(Saved entries)
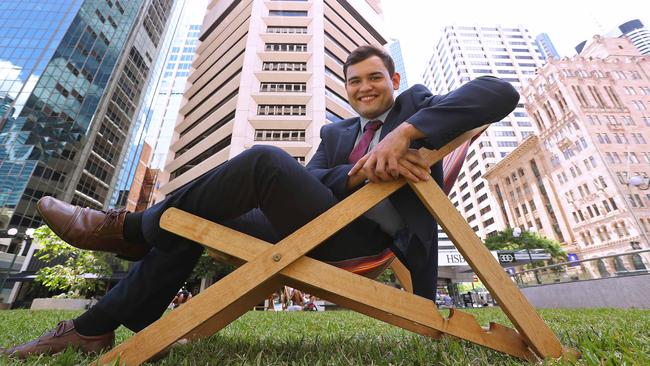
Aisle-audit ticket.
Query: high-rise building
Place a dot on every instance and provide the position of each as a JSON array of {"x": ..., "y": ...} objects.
[
  {"x": 177, "y": 60},
  {"x": 71, "y": 84},
  {"x": 464, "y": 53},
  {"x": 396, "y": 53},
  {"x": 266, "y": 72},
  {"x": 546, "y": 46},
  {"x": 572, "y": 181},
  {"x": 634, "y": 30},
  {"x": 126, "y": 192}
]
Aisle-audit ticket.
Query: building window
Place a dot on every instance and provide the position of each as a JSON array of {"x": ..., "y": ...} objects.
[
  {"x": 286, "y": 30},
  {"x": 281, "y": 110},
  {"x": 285, "y": 47},
  {"x": 279, "y": 135},
  {"x": 284, "y": 66},
  {"x": 288, "y": 13},
  {"x": 283, "y": 87}
]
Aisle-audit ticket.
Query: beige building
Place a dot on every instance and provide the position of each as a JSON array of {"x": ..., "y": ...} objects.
[
  {"x": 571, "y": 182},
  {"x": 266, "y": 72}
]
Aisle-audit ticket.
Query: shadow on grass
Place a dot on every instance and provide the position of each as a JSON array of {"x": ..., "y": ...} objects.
[{"x": 604, "y": 336}]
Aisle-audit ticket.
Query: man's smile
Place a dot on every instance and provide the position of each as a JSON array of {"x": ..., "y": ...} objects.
[{"x": 367, "y": 98}]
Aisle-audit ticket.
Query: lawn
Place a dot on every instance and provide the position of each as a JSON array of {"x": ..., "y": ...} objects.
[{"x": 604, "y": 336}]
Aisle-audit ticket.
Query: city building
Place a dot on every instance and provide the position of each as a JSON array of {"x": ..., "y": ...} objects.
[
  {"x": 634, "y": 30},
  {"x": 464, "y": 53},
  {"x": 266, "y": 72},
  {"x": 582, "y": 179},
  {"x": 546, "y": 46},
  {"x": 167, "y": 97},
  {"x": 71, "y": 86},
  {"x": 396, "y": 53}
]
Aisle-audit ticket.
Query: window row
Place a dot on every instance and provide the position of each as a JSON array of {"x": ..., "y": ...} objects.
[
  {"x": 284, "y": 66},
  {"x": 279, "y": 135},
  {"x": 281, "y": 110},
  {"x": 285, "y": 47},
  {"x": 283, "y": 87}
]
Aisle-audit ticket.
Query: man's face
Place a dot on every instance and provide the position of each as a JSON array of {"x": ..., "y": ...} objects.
[{"x": 370, "y": 87}]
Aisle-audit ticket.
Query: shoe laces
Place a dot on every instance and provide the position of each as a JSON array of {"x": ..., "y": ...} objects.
[{"x": 112, "y": 218}]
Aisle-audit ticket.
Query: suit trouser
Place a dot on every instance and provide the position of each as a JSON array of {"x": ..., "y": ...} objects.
[{"x": 263, "y": 192}]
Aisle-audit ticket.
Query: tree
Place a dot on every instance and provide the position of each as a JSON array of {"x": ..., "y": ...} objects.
[
  {"x": 505, "y": 240},
  {"x": 80, "y": 274}
]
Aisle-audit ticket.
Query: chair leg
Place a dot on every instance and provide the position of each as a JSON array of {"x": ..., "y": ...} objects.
[
  {"x": 352, "y": 291},
  {"x": 529, "y": 324},
  {"x": 403, "y": 275}
]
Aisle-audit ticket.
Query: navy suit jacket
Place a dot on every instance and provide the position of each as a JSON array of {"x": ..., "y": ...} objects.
[{"x": 441, "y": 118}]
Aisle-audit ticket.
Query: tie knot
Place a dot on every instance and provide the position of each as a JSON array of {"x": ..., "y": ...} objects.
[{"x": 373, "y": 125}]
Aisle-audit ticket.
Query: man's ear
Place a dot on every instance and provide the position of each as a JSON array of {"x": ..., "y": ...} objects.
[{"x": 395, "y": 79}]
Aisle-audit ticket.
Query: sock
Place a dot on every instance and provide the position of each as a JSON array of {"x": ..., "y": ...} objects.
[
  {"x": 94, "y": 322},
  {"x": 133, "y": 228}
]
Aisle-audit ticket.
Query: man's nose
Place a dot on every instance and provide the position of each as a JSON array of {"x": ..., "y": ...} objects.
[{"x": 365, "y": 85}]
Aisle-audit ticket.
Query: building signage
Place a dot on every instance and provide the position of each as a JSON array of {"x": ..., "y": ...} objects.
[
  {"x": 572, "y": 257},
  {"x": 506, "y": 257},
  {"x": 452, "y": 257}
]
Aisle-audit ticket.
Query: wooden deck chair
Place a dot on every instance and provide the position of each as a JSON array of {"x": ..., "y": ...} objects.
[{"x": 266, "y": 267}]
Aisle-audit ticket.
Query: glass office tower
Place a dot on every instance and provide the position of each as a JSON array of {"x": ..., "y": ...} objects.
[{"x": 70, "y": 84}]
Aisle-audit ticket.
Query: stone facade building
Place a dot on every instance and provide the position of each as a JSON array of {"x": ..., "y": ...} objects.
[{"x": 571, "y": 182}]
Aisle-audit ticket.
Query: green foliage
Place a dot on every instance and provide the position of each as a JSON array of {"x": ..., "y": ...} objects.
[
  {"x": 387, "y": 277},
  {"x": 603, "y": 336},
  {"x": 505, "y": 240},
  {"x": 81, "y": 272}
]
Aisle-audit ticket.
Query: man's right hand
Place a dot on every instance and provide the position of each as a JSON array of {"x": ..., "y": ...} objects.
[{"x": 411, "y": 166}]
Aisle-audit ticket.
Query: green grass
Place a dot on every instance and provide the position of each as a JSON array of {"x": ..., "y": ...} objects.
[{"x": 604, "y": 336}]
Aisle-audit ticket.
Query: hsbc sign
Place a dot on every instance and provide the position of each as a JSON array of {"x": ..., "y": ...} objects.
[{"x": 506, "y": 257}]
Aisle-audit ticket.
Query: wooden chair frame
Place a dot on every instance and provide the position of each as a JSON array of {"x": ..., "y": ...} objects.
[{"x": 266, "y": 267}]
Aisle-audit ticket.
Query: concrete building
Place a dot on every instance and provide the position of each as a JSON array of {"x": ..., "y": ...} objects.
[
  {"x": 71, "y": 84},
  {"x": 464, "y": 53},
  {"x": 634, "y": 30},
  {"x": 266, "y": 72},
  {"x": 571, "y": 182},
  {"x": 176, "y": 58},
  {"x": 546, "y": 46}
]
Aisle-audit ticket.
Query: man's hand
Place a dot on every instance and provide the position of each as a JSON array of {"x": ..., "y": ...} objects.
[{"x": 391, "y": 159}]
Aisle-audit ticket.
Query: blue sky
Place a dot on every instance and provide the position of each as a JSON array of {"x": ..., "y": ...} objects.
[{"x": 417, "y": 23}]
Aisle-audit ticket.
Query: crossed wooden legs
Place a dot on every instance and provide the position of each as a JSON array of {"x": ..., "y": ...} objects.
[{"x": 269, "y": 266}]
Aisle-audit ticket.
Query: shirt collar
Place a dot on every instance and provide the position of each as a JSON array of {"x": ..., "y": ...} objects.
[{"x": 364, "y": 121}]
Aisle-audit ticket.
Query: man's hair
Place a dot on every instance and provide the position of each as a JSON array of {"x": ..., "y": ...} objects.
[{"x": 365, "y": 52}]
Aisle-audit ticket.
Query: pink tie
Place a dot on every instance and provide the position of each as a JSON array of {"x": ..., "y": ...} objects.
[{"x": 362, "y": 146}]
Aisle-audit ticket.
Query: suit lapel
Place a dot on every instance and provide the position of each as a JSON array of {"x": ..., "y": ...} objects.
[{"x": 345, "y": 141}]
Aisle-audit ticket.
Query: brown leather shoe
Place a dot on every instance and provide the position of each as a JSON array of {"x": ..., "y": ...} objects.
[
  {"x": 60, "y": 338},
  {"x": 90, "y": 229}
]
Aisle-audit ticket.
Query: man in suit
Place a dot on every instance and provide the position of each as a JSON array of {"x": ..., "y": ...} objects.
[{"x": 264, "y": 192}]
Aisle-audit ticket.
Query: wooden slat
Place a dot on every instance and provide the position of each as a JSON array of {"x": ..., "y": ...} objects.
[
  {"x": 355, "y": 292},
  {"x": 539, "y": 337}
]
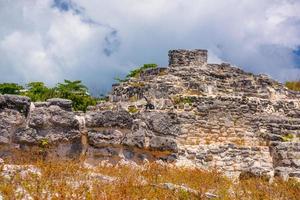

### Exercise
Pull out every line in the rows above that contains the string "window", matching case exactly.

### Solution
Query: building window
Query: window row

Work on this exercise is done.